Copy the material below word for word, leaving out the pictures.

Detection examples

***

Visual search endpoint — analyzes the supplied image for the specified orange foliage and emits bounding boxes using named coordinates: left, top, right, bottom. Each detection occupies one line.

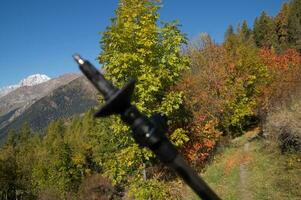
left=255, top=49, right=301, bottom=111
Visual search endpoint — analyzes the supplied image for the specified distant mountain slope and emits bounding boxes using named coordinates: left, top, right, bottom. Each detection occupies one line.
left=0, top=76, right=97, bottom=138
left=0, top=74, right=50, bottom=97
left=0, top=76, right=98, bottom=139
left=0, top=74, right=79, bottom=132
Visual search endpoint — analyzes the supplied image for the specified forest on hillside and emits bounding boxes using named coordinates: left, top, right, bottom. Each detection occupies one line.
left=0, top=0, right=301, bottom=200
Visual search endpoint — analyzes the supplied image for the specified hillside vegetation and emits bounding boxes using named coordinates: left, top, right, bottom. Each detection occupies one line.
left=0, top=0, right=301, bottom=199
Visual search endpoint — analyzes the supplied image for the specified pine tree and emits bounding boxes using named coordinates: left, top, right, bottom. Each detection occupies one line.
left=241, top=20, right=251, bottom=41
left=288, top=0, right=301, bottom=52
left=253, top=12, right=278, bottom=48
left=275, top=3, right=289, bottom=50
left=224, top=25, right=234, bottom=41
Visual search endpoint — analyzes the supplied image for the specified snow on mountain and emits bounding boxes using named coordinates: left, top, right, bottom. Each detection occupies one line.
left=0, top=85, right=19, bottom=97
left=0, top=74, right=50, bottom=97
left=19, top=74, right=50, bottom=87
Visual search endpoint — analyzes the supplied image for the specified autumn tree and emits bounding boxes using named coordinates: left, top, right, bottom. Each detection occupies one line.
left=99, top=0, right=188, bottom=197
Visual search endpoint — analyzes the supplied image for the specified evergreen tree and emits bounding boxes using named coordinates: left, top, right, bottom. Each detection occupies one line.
left=288, top=0, right=301, bottom=52
left=253, top=12, right=278, bottom=48
left=275, top=3, right=289, bottom=50
left=224, top=25, right=234, bottom=41
left=241, top=20, right=251, bottom=40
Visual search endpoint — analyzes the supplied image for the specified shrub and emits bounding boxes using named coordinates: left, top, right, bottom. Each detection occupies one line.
left=263, top=97, right=301, bottom=152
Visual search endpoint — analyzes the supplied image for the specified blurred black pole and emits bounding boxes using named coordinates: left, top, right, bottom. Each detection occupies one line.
left=73, top=55, right=220, bottom=200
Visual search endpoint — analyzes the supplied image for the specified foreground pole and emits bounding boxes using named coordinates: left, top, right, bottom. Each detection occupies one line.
left=73, top=55, right=220, bottom=200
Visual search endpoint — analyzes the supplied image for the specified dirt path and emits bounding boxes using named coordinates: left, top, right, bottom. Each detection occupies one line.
left=239, top=142, right=253, bottom=200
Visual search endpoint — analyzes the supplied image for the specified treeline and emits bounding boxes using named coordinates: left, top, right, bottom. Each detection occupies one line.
left=0, top=0, right=301, bottom=199
left=225, top=0, right=301, bottom=53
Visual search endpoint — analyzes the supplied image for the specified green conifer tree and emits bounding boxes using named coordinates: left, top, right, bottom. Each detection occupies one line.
left=275, top=3, right=289, bottom=50
left=288, top=0, right=301, bottom=52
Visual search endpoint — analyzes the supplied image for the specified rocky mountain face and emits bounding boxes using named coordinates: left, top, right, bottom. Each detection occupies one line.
left=0, top=74, right=97, bottom=139
left=0, top=74, right=50, bottom=98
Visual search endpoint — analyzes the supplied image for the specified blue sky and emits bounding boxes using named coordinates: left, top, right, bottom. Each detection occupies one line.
left=0, top=0, right=285, bottom=87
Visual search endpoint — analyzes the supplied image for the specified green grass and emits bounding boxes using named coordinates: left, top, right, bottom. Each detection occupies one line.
left=187, top=129, right=301, bottom=200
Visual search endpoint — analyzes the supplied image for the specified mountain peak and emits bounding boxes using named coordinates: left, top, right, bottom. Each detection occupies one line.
left=19, top=74, right=50, bottom=87
left=0, top=74, right=50, bottom=97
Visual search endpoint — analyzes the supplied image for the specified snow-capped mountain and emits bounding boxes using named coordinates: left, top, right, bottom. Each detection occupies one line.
left=0, top=85, right=20, bottom=97
left=19, top=74, right=50, bottom=87
left=0, top=74, right=50, bottom=97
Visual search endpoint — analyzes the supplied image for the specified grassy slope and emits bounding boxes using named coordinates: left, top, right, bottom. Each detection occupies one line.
left=187, top=130, right=301, bottom=200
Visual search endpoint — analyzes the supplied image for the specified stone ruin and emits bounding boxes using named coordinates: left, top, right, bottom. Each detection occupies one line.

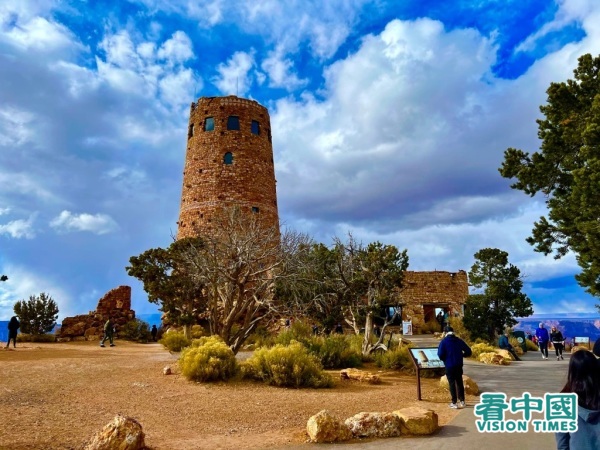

***

== Answer to this problem ==
Visual search endpoint — analyzes the supplied image for the specified orange foliage and emits bounding boxes using named coordinates: left, top, right, bottom. Each detection occupies one line.

left=255, top=49, right=301, bottom=111
Visual search endpoint — analyzes the supplied image for the specified distant mountain slope and emits bounding boxes using named coordinates: left, top, right, bottom. Each detection occupies one line.
left=0, top=76, right=97, bottom=138
left=0, top=74, right=50, bottom=97
left=0, top=76, right=98, bottom=139
left=0, top=74, right=79, bottom=132
Visual search endpoint — analyzes the supplied image for the specified forest on hillside and emits bounding boxes using named coordinates: left, top, right, bottom. Each detection occupies one line.
left=0, top=0, right=301, bottom=200
Visual search endpoint — analyzes the supplied image for the specified hillside vegetation and emits bounding boxes using named coordinates: left, top, right, bottom. Each detection occupies one line.
left=0, top=0, right=301, bottom=199
Visual search endpoint — analyzes the supplied image for the specified pine tree and emits bounding boxes using named coordinates: left, top, right, bottom. Each detection occupies one line.
left=241, top=20, right=251, bottom=41
left=288, top=0, right=301, bottom=52
left=253, top=12, right=278, bottom=48
left=275, top=3, right=289, bottom=50
left=224, top=25, right=234, bottom=41
Visual search endpoint — analyzes the supplied image for the specified snow on mountain and emits bounding boxes using named coordinates: left, top, right, bottom. Each detection occupies one line.
left=0, top=85, right=19, bottom=97
left=0, top=74, right=50, bottom=97
left=19, top=74, right=50, bottom=87
Visual search endpoint — analyzes the supplied image for the specified autumn tree and emits bounding boxes using named coordinates: left, top, right, bottom. Each detection occupies one line.
left=99, top=0, right=188, bottom=197
Visual search endpoint — analyzes the supplied image for the specified evergreen tree and emits bounding boxes using named coordinates: left, top, right, bottom. Each detection occupies one line.
left=288, top=0, right=301, bottom=52
left=253, top=12, right=278, bottom=48
left=275, top=3, right=289, bottom=50
left=224, top=25, right=234, bottom=41
left=241, top=20, right=251, bottom=40
Visual search endpoint — analyzes the supplied image for the specified shrub and emits bounding boxes using named coordinates: left, top, right, bottom. Each detection occupies one line.
left=263, top=97, right=301, bottom=152
Visual search endpoint — analyzes the supplied image for the specified blurred black pole and emits bounding boxes using named coordinates: left, top, right, bottom. Each detection occupies one line.
left=73, top=55, right=220, bottom=200
Visual search endpoint — analyzes the supplied image for the specified foreground pole and emits bounding boxes using named coordinates: left, top, right, bottom. Each detection occupies one line.
left=73, top=55, right=220, bottom=200
Visual search endpoint — analyzes the supplied image for the specified dirt path and emits bounding boxes using named coordinates: left, top, right, bottom. Each detection occupies one line.
left=239, top=142, right=253, bottom=200
Visual search endpoint — analyzes the supplied image for the specified treeline and emits bounding boxes using named coordinates: left, top, right, bottom. Each detection occupies one line.
left=0, top=0, right=301, bottom=199
left=225, top=0, right=301, bottom=53
Visual search endpoint — analyzes the supplied image for the specified green conifer tree and emits bounding boxes using named coordinates: left, top, right, bottom. Each detection occupies one line.
left=275, top=3, right=289, bottom=50
left=288, top=0, right=301, bottom=52
Visual search endpoint — analyzes the supplied image for the specified rocky mountain face and emits bounding boxes using named coordinates: left, top, right, bottom. Each detection occupies one line.
left=0, top=74, right=97, bottom=139
left=0, top=74, right=50, bottom=98
Visual search endpoint — analyzes the supplied image for the specified blue sky and emits bounding boxes using named coordinates: left, top, right, bottom. Each detection occupies one line.
left=0, top=0, right=285, bottom=87
Visual search endpoint — analyzes the supplied image for the specified green grass and emits bounding boxes using named coordinates: left, top, right, bottom. Each detection occupies one line.
left=187, top=129, right=301, bottom=200
Visual search endpoint — analyzes the supplied image for the specified mountain peak and emits bounding boxes using named coordinates: left, top, right, bottom. Each detection occupies one line.
left=19, top=74, right=50, bottom=87
left=0, top=74, right=50, bottom=97
Visual search endpoint — analyzes the supplied image for the specified snow-capped mountain and emits bounding boxes using named coordinates: left, top, right, bottom. Each detection occupies one line.
left=0, top=85, right=20, bottom=97
left=19, top=74, right=50, bottom=87
left=0, top=74, right=50, bottom=97
Visual search endpoint — analyzes the supplied image for the specified grassy slope and emits bounding boxes using named coordinates: left, top, right, bottom. Each detection occupies one line.
left=187, top=130, right=301, bottom=200
Visual search endpoint — analyzes the supplied image for the specified stone ruin and emits bounding boxes using named coordinates: left, top, right, bottom. Each detection occupies one line.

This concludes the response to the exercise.